REQUIREMENT: List every line of the material below that contains the word "truck". Case counts.

DATA SHOWN:
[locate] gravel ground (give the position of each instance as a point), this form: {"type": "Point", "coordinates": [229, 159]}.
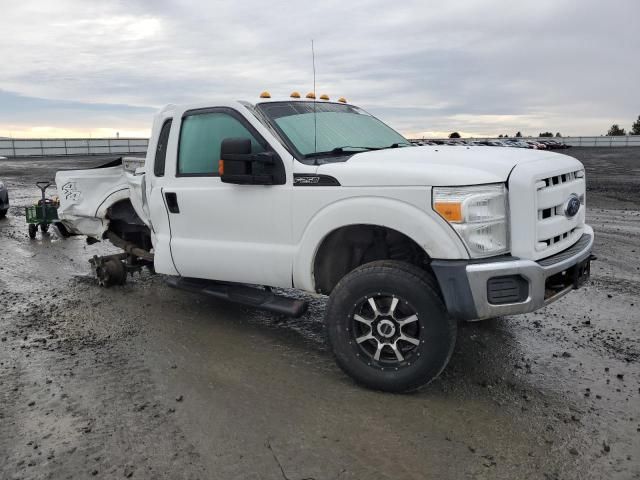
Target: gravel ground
{"type": "Point", "coordinates": [143, 381]}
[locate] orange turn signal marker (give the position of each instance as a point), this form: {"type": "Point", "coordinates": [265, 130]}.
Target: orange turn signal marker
{"type": "Point", "coordinates": [451, 212]}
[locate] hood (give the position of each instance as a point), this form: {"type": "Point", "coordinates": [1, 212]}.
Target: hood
{"type": "Point", "coordinates": [439, 165]}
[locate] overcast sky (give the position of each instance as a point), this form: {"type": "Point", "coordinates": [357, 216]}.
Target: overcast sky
{"type": "Point", "coordinates": [80, 67]}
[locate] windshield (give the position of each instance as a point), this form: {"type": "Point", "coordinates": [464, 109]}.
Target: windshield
{"type": "Point", "coordinates": [339, 129]}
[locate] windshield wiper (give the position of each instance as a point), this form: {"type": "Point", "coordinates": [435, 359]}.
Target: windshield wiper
{"type": "Point", "coordinates": [338, 150]}
{"type": "Point", "coordinates": [397, 145]}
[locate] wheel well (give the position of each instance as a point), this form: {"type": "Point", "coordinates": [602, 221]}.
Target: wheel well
{"type": "Point", "coordinates": [125, 222]}
{"type": "Point", "coordinates": [348, 247]}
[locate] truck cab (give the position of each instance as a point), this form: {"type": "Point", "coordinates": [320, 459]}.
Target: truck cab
{"type": "Point", "coordinates": [322, 196]}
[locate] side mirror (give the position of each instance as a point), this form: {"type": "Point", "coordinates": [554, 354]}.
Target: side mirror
{"type": "Point", "coordinates": [238, 165]}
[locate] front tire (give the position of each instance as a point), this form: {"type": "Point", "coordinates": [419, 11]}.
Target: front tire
{"type": "Point", "coordinates": [388, 326]}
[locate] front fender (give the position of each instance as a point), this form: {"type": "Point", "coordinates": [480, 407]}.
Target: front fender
{"type": "Point", "coordinates": [85, 196]}
{"type": "Point", "coordinates": [425, 228]}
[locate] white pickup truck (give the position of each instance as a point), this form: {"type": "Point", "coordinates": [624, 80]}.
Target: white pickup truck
{"type": "Point", "coordinates": [234, 198]}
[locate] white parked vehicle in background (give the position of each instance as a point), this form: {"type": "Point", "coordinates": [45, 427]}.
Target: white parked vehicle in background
{"type": "Point", "coordinates": [234, 198]}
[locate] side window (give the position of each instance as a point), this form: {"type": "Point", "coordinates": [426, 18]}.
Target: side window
{"type": "Point", "coordinates": [161, 149]}
{"type": "Point", "coordinates": [200, 138]}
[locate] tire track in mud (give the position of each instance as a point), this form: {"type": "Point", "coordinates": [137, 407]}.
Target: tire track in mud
{"type": "Point", "coordinates": [75, 400]}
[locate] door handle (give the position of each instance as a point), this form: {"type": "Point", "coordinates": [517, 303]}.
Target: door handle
{"type": "Point", "coordinates": [172, 202]}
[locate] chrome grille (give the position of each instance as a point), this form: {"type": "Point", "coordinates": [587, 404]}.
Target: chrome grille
{"type": "Point", "coordinates": [553, 228]}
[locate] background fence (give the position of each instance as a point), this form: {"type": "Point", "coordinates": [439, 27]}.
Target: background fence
{"type": "Point", "coordinates": [621, 141]}
{"type": "Point", "coordinates": [40, 147]}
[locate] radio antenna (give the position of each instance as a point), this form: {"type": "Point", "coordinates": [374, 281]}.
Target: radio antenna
{"type": "Point", "coordinates": [315, 123]}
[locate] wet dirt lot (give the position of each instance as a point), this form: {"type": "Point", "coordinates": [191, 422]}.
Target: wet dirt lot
{"type": "Point", "coordinates": [143, 381]}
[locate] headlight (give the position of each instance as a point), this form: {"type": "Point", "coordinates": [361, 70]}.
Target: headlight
{"type": "Point", "coordinates": [478, 214]}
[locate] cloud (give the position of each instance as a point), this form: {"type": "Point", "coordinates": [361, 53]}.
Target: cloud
{"type": "Point", "coordinates": [481, 67]}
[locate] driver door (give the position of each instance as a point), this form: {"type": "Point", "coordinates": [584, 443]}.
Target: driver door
{"type": "Point", "coordinates": [222, 231]}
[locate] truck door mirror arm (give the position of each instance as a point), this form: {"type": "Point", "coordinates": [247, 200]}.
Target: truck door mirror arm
{"type": "Point", "coordinates": [240, 166]}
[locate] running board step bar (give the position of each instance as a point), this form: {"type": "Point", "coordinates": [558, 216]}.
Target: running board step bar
{"type": "Point", "coordinates": [243, 294]}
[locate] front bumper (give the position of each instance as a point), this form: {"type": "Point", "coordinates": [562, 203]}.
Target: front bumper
{"type": "Point", "coordinates": [508, 285]}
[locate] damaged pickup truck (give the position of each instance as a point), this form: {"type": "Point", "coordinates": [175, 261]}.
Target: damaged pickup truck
{"type": "Point", "coordinates": [235, 198]}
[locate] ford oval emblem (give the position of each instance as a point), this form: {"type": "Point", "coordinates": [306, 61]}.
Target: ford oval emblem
{"type": "Point", "coordinates": [572, 206]}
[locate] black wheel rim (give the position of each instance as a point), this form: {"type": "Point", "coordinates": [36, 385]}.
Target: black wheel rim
{"type": "Point", "coordinates": [386, 331]}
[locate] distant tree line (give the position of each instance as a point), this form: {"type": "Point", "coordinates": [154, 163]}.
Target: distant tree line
{"type": "Point", "coordinates": [616, 131]}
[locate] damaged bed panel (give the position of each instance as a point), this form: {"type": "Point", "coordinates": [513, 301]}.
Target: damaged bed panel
{"type": "Point", "coordinates": [86, 195]}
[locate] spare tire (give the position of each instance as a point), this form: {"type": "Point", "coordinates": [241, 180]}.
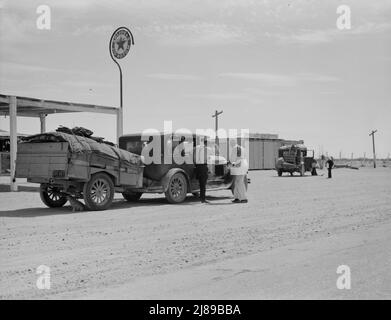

OUTPUT OF THE TASK:
[locate] truck cab (give the position of each instance as a point), this form: {"type": "Point", "coordinates": [320, 459]}.
Target: truck cab
[locate] white pickup truck (give the position of each instance as a point), this form: {"type": "Point", "coordinates": [624, 80]}.
Target: white pickup truck
[locate] truck door mirror arm (give the position of each instance as a point), this form: {"type": "Point", "coordinates": [247, 200]}.
Target: truck door mirror arm
[locate] damaged pickup truck (give the position of each instance as a point), this form: {"type": "Point", "coordinates": [175, 261]}.
Target: damaged pickup truck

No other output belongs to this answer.